Start of Dataset entries

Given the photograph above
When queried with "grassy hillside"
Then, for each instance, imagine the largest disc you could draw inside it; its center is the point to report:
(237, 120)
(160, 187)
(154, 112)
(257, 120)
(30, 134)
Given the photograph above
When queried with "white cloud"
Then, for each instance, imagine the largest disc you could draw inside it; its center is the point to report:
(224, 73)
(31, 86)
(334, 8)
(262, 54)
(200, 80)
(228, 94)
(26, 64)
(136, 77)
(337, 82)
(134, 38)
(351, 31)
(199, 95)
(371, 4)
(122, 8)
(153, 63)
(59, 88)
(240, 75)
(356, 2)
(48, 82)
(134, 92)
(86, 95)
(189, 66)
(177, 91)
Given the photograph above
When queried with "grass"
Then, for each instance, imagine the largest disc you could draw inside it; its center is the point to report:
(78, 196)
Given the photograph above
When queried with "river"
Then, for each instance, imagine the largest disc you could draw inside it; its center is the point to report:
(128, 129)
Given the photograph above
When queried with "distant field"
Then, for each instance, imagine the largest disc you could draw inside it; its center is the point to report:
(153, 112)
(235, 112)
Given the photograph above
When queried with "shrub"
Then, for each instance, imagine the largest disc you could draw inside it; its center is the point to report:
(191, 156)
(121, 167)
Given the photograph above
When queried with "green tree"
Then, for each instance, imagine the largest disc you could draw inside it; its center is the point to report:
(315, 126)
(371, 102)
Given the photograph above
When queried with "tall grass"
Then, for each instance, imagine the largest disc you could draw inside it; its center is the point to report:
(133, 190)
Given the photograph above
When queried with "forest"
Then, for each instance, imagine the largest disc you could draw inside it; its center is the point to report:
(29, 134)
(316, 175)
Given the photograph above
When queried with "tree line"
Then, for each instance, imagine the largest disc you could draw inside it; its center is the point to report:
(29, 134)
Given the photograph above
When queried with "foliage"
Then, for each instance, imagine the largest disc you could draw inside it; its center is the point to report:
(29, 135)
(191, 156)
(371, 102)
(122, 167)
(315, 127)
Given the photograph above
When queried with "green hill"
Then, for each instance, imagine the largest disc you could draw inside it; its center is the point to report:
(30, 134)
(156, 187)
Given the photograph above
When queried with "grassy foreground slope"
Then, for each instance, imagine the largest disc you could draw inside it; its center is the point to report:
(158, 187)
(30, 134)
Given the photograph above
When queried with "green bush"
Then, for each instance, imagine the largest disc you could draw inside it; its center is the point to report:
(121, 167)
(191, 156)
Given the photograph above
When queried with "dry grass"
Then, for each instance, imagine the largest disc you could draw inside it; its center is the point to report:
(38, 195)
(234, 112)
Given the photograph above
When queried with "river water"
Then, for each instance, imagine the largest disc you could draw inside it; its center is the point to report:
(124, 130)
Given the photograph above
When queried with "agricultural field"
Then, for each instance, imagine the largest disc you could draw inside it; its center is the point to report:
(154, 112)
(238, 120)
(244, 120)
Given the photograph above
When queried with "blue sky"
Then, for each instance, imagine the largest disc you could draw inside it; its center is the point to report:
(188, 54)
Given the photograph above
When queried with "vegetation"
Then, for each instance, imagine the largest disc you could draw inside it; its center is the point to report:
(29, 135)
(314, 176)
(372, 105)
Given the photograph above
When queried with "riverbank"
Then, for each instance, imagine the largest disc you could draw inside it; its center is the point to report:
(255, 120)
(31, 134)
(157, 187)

End of Dataset entries

• Try it
Some lines of the data above may hold the word "tree"; state how many do, and give only that number.

• Solution for this task
2